Copy the records from their first line through the line containing "157L31 156L29 165L37", substituting "object" for "instance" and keeping everything else the same.

RECORDS TO PROCESS:
--- Start ---
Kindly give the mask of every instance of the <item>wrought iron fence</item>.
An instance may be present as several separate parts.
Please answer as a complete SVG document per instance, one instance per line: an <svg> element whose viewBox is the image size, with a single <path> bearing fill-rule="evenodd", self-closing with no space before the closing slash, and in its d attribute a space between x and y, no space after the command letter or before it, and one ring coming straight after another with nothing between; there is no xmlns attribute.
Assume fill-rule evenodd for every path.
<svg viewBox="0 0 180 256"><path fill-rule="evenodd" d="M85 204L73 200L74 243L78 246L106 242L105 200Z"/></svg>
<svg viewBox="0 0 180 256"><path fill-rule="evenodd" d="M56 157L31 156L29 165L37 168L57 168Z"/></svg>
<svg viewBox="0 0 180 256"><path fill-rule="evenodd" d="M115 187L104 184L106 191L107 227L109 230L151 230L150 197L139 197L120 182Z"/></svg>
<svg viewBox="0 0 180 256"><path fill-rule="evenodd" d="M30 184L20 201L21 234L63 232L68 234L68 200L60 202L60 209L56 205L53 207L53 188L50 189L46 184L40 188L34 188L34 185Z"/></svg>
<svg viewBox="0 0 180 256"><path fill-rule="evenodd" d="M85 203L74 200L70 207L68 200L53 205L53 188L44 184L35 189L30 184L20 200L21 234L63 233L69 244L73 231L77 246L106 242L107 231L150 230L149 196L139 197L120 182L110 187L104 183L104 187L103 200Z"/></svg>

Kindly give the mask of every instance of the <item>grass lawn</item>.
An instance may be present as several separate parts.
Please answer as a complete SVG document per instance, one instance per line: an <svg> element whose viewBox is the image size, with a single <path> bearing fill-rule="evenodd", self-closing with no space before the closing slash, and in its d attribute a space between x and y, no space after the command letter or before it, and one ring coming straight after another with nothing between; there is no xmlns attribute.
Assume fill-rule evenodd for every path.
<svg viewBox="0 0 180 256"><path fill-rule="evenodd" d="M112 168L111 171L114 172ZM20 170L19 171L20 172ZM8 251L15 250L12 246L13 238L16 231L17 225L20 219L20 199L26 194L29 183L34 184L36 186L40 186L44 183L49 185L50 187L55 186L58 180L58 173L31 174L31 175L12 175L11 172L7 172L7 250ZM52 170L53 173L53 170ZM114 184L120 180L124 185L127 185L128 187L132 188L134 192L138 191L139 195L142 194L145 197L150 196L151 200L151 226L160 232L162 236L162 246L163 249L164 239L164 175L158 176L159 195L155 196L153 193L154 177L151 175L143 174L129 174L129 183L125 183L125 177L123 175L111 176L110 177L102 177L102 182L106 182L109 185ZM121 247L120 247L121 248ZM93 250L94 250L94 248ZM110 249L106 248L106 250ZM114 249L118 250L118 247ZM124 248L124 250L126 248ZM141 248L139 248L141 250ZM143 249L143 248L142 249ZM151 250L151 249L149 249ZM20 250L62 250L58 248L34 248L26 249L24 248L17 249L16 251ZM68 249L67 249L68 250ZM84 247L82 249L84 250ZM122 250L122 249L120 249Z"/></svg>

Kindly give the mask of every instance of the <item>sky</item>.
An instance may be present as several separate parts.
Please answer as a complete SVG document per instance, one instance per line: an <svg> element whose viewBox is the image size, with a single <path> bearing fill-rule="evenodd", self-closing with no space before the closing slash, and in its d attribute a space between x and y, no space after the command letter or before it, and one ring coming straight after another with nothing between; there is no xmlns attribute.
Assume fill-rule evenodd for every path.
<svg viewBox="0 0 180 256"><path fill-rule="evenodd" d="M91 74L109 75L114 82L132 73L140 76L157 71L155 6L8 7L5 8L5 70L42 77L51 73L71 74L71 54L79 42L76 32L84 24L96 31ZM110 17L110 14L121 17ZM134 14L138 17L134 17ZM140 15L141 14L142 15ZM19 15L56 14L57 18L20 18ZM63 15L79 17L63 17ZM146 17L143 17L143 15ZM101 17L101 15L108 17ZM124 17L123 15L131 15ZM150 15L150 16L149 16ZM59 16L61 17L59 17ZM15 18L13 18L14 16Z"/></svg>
--- End ---
FULL SOLUTION:
Kindly give the mask of every object of the <item>wrought iron fence</item>.
An object may be present as several separate parts.
Please answer as a complete SVG document per object, one object per line: an <svg> element whose viewBox is the image size, with a single <path> bearing fill-rule="evenodd", self-closing with no space before the closing slash, and in its d attribute a space between x and y, no space after the command letter or before it, and one ring coming straight after another with nothing between; there is no xmlns attribute.
Assume fill-rule evenodd for every path.
<svg viewBox="0 0 180 256"><path fill-rule="evenodd" d="M85 204L73 200L74 243L78 246L106 242L105 200Z"/></svg>
<svg viewBox="0 0 180 256"><path fill-rule="evenodd" d="M56 157L31 156L29 165L37 168L57 168Z"/></svg>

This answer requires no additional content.